:: Entries provided ::
* START *

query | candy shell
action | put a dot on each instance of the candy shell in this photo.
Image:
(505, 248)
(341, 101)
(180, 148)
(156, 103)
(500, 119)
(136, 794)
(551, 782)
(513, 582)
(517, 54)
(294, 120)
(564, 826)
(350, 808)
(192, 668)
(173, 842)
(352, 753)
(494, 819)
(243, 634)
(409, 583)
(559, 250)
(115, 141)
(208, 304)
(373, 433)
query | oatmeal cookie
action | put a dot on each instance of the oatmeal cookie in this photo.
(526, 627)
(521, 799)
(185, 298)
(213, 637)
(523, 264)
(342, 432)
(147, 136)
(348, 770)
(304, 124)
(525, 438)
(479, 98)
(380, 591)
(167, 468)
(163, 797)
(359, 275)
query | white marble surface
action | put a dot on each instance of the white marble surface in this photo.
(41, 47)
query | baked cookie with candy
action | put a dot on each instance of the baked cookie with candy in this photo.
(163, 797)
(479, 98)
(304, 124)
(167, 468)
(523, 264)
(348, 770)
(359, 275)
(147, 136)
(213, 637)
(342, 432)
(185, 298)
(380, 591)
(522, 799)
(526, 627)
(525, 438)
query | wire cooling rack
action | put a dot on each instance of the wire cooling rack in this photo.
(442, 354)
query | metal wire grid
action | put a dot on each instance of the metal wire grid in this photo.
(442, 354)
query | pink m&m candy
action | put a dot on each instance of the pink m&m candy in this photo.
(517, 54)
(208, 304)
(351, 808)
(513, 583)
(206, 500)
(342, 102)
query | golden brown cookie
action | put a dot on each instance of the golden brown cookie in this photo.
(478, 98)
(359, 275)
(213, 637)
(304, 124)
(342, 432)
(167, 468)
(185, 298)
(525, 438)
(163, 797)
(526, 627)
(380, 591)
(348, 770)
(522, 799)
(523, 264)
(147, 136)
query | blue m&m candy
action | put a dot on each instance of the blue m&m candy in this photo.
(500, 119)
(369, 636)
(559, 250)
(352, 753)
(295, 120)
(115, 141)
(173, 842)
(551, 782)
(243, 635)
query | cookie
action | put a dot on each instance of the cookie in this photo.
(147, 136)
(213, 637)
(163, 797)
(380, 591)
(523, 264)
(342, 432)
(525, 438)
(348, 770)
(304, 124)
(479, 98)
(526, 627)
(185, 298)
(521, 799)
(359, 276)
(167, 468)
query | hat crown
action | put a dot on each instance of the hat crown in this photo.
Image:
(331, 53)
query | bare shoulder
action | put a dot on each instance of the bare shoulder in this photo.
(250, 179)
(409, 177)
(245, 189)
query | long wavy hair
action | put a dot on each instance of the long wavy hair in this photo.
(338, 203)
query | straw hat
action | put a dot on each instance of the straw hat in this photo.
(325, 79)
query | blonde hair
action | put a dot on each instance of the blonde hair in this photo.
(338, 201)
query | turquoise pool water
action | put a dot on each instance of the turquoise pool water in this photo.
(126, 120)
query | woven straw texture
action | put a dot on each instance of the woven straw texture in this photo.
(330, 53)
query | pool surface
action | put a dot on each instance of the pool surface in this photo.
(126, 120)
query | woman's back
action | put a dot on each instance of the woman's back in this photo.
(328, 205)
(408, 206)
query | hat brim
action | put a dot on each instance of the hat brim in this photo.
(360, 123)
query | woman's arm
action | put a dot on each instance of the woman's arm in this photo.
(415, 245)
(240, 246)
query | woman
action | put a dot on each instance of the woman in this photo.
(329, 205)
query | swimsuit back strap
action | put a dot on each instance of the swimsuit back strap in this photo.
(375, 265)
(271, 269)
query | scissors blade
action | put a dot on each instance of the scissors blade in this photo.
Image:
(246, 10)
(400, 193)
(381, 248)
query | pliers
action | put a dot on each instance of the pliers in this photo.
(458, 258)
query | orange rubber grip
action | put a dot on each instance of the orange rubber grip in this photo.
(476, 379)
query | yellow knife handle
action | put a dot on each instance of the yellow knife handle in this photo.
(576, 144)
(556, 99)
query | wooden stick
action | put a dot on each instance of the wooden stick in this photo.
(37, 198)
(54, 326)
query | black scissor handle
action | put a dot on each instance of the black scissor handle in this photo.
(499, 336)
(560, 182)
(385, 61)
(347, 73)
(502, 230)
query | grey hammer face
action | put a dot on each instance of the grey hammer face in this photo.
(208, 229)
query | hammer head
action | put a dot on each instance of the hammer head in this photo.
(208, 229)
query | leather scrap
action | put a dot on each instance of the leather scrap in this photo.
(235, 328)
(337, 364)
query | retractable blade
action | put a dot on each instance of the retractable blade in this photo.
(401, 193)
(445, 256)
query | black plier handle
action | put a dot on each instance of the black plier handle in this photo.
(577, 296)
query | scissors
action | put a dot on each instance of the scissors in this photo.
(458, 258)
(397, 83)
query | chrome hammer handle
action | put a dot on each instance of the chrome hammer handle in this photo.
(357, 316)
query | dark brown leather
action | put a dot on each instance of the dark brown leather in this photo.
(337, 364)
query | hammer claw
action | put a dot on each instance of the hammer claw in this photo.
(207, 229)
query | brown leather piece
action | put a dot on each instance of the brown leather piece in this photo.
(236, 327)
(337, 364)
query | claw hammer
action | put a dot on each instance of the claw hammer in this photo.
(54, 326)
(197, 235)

* END *

:: Prompt ::
Recast every record above as a numbered list, omitting blank lines.

:: Expected output ::
1. query | candy shell
2. action | put a dot on each instance of the candy shell in this photo.
3. Image:
4. (505, 248)
5. (341, 101)
6. (180, 148)
7. (156, 103)
8. (500, 119)
9. (136, 794)
10. (551, 782)
11. (513, 582)
12. (517, 54)
13. (294, 120)
14. (564, 826)
15. (350, 808)
16. (192, 668)
17. (173, 842)
18. (352, 753)
19. (494, 819)
20. (243, 634)
21. (409, 583)
22. (559, 250)
23. (115, 141)
24. (208, 304)
25. (373, 433)
26. query | oatmeal cookie
27. action | put a dot on each instance of the oatmeal cookie in this photo.
28. (526, 627)
29. (521, 799)
30. (185, 298)
31. (213, 637)
32. (523, 264)
33. (342, 432)
34. (147, 136)
35. (348, 770)
36. (304, 124)
37. (525, 438)
38. (479, 98)
39. (380, 591)
40. (167, 468)
41. (163, 797)
42. (359, 275)
43. query | white marble surface
44. action | put a dot on each instance of the white marble surface in this photo.
45. (41, 47)
46. query | baked cookie with candy
47. action | put a dot on each instance of the baked cookie with candy in this photo.
48. (163, 797)
49. (479, 98)
50. (304, 124)
51. (167, 468)
52. (523, 264)
53. (348, 770)
54. (359, 275)
55. (147, 136)
56. (213, 637)
57. (342, 432)
58. (185, 298)
59. (380, 591)
60. (522, 799)
61. (526, 627)
62. (525, 438)
63. query | wire cooling rack
64. action | put a dot on each instance of the wire cooling rack in this photo.
65. (442, 354)
66. query | metal wire grid
67. action | put a dot on each instance of the metal wire grid in this photo.
68. (442, 354)
69. query | pink m&m candy
70. action | put a dot on each instance of the pink m&m candy in this photo.
71. (517, 54)
72. (208, 304)
73. (351, 808)
74. (513, 583)
75. (206, 500)
76. (342, 102)
77. query | golden brown cookie
78. action | put a dot on each instance of the golden brown cookie in this photo.
79. (478, 98)
80. (359, 275)
81. (213, 637)
82. (304, 124)
83. (342, 432)
84. (167, 468)
85. (185, 298)
86. (525, 438)
87. (163, 797)
88. (526, 627)
89. (380, 591)
90. (348, 770)
91. (522, 799)
92. (523, 264)
93. (147, 136)
94. query | blue m&m candy
95. action | put a dot on each instance of the blue m&m candy in this photo.
96. (500, 119)
97. (369, 636)
98. (559, 250)
99. (352, 753)
100. (295, 120)
101. (115, 141)
102. (173, 842)
103. (551, 782)
104. (243, 635)
105. query | cookie
106. action | put a dot on each instance of the cookie in this photo.
107. (147, 136)
108. (213, 637)
109. (163, 797)
110. (380, 591)
111. (523, 264)
112. (342, 432)
113. (525, 438)
114. (348, 770)
115. (304, 124)
116. (479, 98)
117. (526, 627)
118. (185, 298)
119. (521, 799)
120. (359, 276)
121. (167, 468)
122. query | hat crown
123. action | put a dot on each instance of the hat crown in this photo.
124. Image:
125. (331, 53)
126. query | bare shoulder
127. action | put a dot on each instance of the bare shoulder in this photo.
128. (250, 179)
129. (409, 177)
130. (245, 189)
131. query | long wavy hair
132. action | put a dot on each instance of the long wavy hair in this photo.
133. (338, 203)
134. query | straw hat
135. action | put a dot on each instance of the straw hat in this photo.
136. (325, 79)
137. query | blonde hair
138. action | put a dot on each instance of the blonde hair in this photo.
139. (338, 201)
140. query | turquoise pool water
141. action | put a dot on each instance of the turquoise pool water in this photo.
142. (126, 120)
143. query | woven straw texture
144. action | put a dot on each instance of the woven straw texture in this photo.
145. (330, 53)
146. query | pool surface
147. action | put a dot on each instance of the pool surface in this photo.
148. (126, 120)
149. query | woman's back
150. action | put a dot on each instance of the woman's back in this photo.
151. (328, 205)
152. (408, 206)
153. query | hat brim
154. action | put a dot on each instance of the hat brim in this photo.
155. (360, 123)
156. query | woman's arm
157. action | put a dot on each instance of the woman's arm in this photo.
158. (415, 245)
159. (240, 246)
160. query | woman
161. action | put a dot on each instance of the woman in this photo.
162. (329, 205)
163. query | swimsuit back strap
164. action | put a dot on each instance of the swimsuit back strap in this photo.
165. (375, 265)
166. (271, 269)
167. query | scissors blade
168. action | put a dot on each instance of the scissors blade in this photo.
169. Image:
170. (246, 10)
171. (400, 193)
172. (381, 248)
173. query | pliers
174. action | put a dot on each instance of the pliers in this photo.
175. (458, 258)
176. query | orange rubber grip
177. action | put a dot on each instance of the orange rubber grip in this photo.
178. (476, 379)
179. query | yellow knife handle
180. action | put a dot on each instance of the yellow knife handle in this photo.
181. (576, 144)
182. (556, 99)
183. query | wooden stick
184. action | put a dot on each instance of the wooden stick in this photo.
185. (37, 198)
186. (54, 326)
187. query | black scissor handle
188. action | put a dot on each instance of the black scissor handle in this photo.
189. (499, 336)
190. (560, 182)
191. (385, 61)
192. (347, 73)
193. (502, 230)
194. query | grey hammer face
195. action | put a dot on each instance of the grey hammer face in this photo.
196. (208, 229)
197. query | hammer head
198. action | put a dot on each instance of the hammer head in this photo.
199. (208, 229)
200. query | leather scrap
201. action | put a dot on each instance of the leather scrap in this photo.
202. (235, 328)
203. (337, 364)
204. query | retractable blade
205. action | put a dot on each instance of the retractable blade in this photo.
206. (401, 193)
207. (445, 256)
208. query | black plier handle
209. action | put a dot on each instance of the black plier handle in this photo.
210. (577, 296)
211. query | scissors
212. action | put a dot on each instance of the scissors in this photo.
213. (458, 258)
214. (397, 83)
215. query | chrome hammer handle
216. action | put a dot on each instance of the chrome hammer handle in this photo.
217. (357, 316)
218. query | dark brown leather
219. action | put a dot on each instance of the dark brown leather in this photo.
220. (337, 364)
221. query | hammer claw
222. action | put a dot on each instance of the hammer claw in this photo.
223. (207, 229)
224. query | brown leather piece
225. action | put a dot on each instance of the brown leather piece in this photo.
226. (236, 327)
227. (337, 364)
228. query | claw hammer
229. action | put a dot on each instance of the claw hammer in this photo.
230. (54, 326)
231. (197, 235)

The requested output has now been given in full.